EXPLORE THE MATERIAL
1. Answer these questions about the therapy post:
(a) What two specific reasons does the writer give for having gone to therapy before?
(b) According to what someone once told the writer, how many therapists does it take on average before finding the right fit?
(c) What activity does the writer compare finding the right therapist to?
2. Reproduce the therapy post word for word, starting at the words "And that’s really" and stopping after the words "know, the usual.".

READING TEXT

Let’s have a Mental Health Moment (MHM).
I recently went back to therapy. This isn’t my first time going, but I’m not a person who is chronically in therapy. I’ve previously been been for very specific reasons, like postpartum depression or pre-marital counseling. This time is more of a general tune-up: I’ve been putting things off and now it’s time to deal with them. I also need to get a colonoscopy and have some moles removed, but one thing at a time.
I am by no means an expert, but here are some things I’m learning about therapy (not in therapy — because that’s none of your business).
Tips for finding the right therapist
It’s cliched but true to say that finding the right therapist is like dating. Someone once told me (a therapist, I think) that on average it takes meeting with 6 (six!) therapists before you find the right fit. The good news is that, like dating, it gets easier each time because you hone in on what you need and like in a partner.
And that’s really what it comes down to: finding someone who can give you what you need, and not being bashful about that. Therapist speed dating is basically a lot of vibe-checking, which millennials are great at doing over the internet. It just takes some run-of-the-mill internet stalking: heavy inference of online bios, digging up obscure references in psychology journals, an incognito LinkedIn search — you know, the usual.

RECORDS
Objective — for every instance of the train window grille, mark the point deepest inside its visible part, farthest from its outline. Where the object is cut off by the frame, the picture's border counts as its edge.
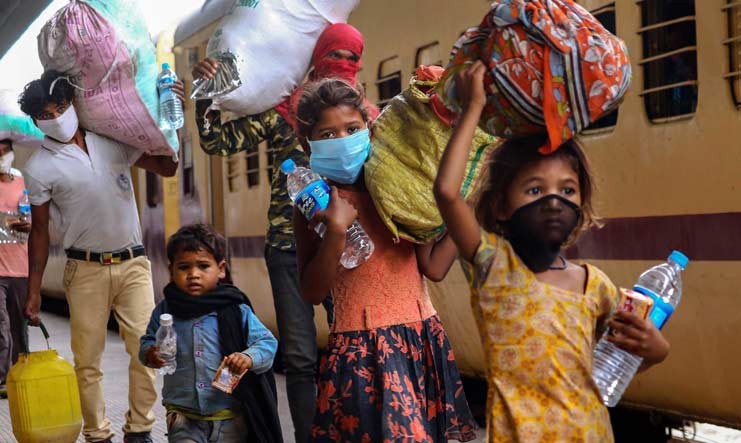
(187, 162)
(270, 168)
(428, 55)
(733, 10)
(606, 16)
(669, 59)
(253, 168)
(154, 189)
(232, 172)
(389, 79)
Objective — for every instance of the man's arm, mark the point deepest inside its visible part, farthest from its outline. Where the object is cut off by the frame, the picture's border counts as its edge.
(38, 254)
(163, 165)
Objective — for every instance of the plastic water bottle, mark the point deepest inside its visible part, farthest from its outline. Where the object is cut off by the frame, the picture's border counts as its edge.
(167, 342)
(311, 194)
(171, 109)
(24, 207)
(614, 368)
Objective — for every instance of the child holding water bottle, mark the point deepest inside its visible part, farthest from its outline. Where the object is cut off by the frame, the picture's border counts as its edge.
(389, 374)
(539, 315)
(208, 313)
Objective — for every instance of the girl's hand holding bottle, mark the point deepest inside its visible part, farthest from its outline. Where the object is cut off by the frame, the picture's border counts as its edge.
(338, 217)
(639, 337)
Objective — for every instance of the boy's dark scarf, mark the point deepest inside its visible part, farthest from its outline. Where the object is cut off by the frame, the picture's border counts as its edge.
(256, 392)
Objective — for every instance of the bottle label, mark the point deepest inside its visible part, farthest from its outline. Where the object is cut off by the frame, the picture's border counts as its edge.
(313, 198)
(661, 310)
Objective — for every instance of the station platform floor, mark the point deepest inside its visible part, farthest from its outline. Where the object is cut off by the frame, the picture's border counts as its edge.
(115, 383)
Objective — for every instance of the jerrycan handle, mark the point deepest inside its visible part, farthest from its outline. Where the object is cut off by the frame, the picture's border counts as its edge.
(25, 335)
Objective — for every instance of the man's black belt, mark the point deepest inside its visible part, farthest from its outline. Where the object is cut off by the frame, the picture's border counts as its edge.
(106, 258)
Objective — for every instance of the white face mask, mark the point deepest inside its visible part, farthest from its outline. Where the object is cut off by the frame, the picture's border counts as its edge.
(6, 162)
(62, 128)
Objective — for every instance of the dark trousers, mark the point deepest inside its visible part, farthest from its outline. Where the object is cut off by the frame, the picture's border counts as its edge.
(12, 302)
(295, 318)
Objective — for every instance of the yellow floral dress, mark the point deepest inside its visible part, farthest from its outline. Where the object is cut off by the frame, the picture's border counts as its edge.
(538, 342)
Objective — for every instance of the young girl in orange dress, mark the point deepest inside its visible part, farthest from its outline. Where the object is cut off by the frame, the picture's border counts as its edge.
(390, 373)
(539, 315)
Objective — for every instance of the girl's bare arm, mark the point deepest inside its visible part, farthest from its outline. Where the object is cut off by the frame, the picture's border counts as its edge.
(318, 258)
(436, 258)
(459, 218)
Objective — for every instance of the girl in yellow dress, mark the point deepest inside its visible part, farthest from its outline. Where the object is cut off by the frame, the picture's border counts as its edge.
(538, 314)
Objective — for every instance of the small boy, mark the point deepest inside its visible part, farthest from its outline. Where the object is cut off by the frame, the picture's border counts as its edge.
(202, 301)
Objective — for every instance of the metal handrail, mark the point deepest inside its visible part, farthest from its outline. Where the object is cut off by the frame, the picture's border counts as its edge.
(667, 54)
(665, 87)
(688, 18)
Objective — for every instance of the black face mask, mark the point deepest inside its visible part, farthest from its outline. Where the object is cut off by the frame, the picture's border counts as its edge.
(538, 229)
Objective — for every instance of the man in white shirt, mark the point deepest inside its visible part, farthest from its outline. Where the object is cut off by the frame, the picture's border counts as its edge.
(86, 178)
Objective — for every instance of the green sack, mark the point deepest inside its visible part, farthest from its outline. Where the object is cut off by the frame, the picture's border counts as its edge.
(407, 144)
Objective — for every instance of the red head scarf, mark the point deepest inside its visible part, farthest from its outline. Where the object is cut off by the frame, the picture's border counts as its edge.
(334, 37)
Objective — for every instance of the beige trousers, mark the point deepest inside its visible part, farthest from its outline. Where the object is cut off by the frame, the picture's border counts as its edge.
(93, 291)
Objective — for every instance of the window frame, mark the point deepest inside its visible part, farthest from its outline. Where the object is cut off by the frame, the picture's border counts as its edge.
(252, 171)
(645, 61)
(420, 50)
(382, 79)
(595, 130)
(733, 41)
(232, 172)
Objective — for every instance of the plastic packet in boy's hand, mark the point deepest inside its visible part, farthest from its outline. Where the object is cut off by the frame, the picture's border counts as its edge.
(225, 81)
(225, 380)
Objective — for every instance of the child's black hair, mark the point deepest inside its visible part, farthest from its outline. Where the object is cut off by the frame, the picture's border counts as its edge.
(199, 237)
(326, 93)
(514, 155)
(35, 95)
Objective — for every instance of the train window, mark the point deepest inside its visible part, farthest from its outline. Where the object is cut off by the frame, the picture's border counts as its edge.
(428, 55)
(232, 172)
(389, 79)
(733, 9)
(187, 161)
(154, 189)
(272, 152)
(669, 59)
(606, 16)
(192, 57)
(253, 168)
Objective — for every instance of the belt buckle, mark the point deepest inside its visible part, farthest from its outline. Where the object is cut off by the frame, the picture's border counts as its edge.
(107, 258)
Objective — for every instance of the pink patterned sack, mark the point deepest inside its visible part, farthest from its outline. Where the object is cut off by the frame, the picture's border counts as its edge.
(103, 47)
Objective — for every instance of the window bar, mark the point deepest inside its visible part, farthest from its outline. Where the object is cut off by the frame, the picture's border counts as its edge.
(665, 87)
(689, 18)
(730, 6)
(667, 54)
(731, 40)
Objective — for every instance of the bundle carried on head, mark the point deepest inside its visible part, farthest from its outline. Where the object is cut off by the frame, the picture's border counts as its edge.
(407, 144)
(281, 31)
(15, 125)
(103, 47)
(551, 67)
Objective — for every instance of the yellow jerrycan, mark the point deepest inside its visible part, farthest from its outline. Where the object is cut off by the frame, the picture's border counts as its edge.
(43, 397)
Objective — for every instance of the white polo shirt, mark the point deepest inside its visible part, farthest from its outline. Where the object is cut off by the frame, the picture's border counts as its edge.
(93, 192)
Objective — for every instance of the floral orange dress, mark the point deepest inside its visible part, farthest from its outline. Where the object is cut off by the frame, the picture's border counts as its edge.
(389, 374)
(538, 340)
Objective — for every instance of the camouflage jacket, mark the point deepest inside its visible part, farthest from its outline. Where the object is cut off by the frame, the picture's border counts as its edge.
(245, 134)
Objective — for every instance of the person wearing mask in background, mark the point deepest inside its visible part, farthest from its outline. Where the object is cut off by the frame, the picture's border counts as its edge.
(87, 177)
(336, 55)
(13, 266)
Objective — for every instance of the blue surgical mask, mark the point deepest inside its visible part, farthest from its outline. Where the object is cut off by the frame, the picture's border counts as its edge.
(340, 159)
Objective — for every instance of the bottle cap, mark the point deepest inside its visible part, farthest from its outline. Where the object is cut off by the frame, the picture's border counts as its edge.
(288, 166)
(679, 258)
(165, 320)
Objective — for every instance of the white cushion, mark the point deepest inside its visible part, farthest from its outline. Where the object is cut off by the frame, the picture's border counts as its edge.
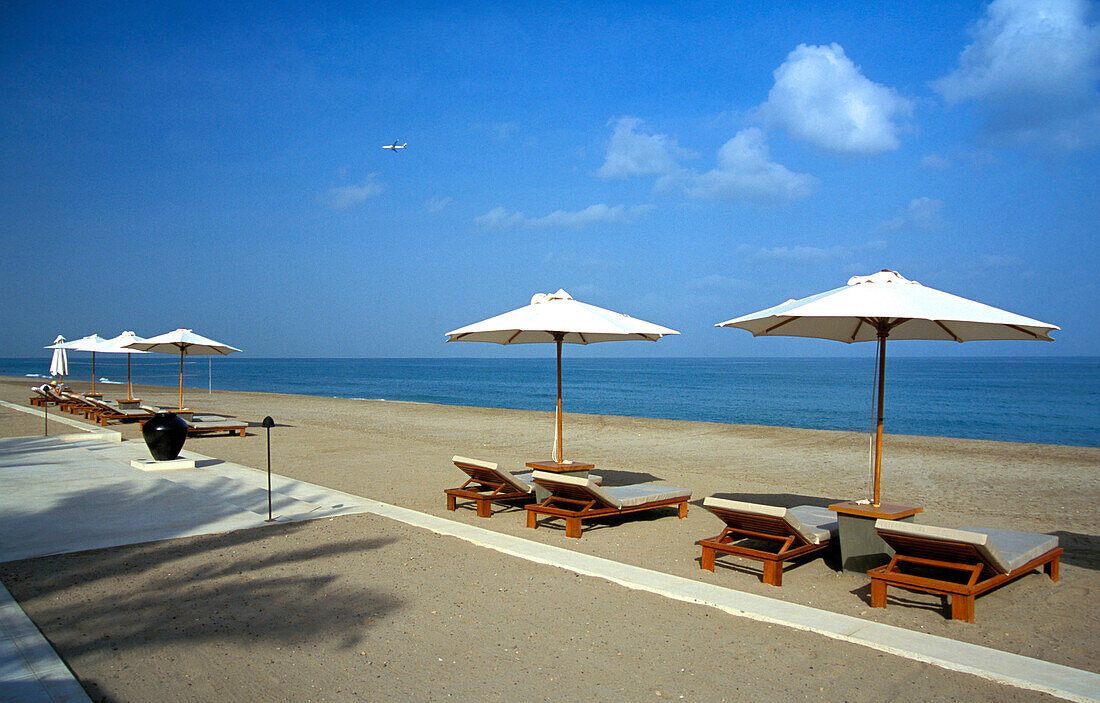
(617, 496)
(813, 524)
(519, 482)
(1004, 549)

SOLUTIONS IN ORDER
1.
(a) Postpartum depression and pre-marital counseling.
(b) Six.
(c) Dating.

2.
And that’s really what it comes down to: finding someone who can give you what you need, and not being bashful about that. Therapist speed dating is basically a lot of vibe-checking, which millennials are great at doing over the internet. It just takes some run-of-the-mill internet stalking: heavy inference of online bios, digging up obscure references in psychology journals, an incognito LinkedIn search — you know, the usual.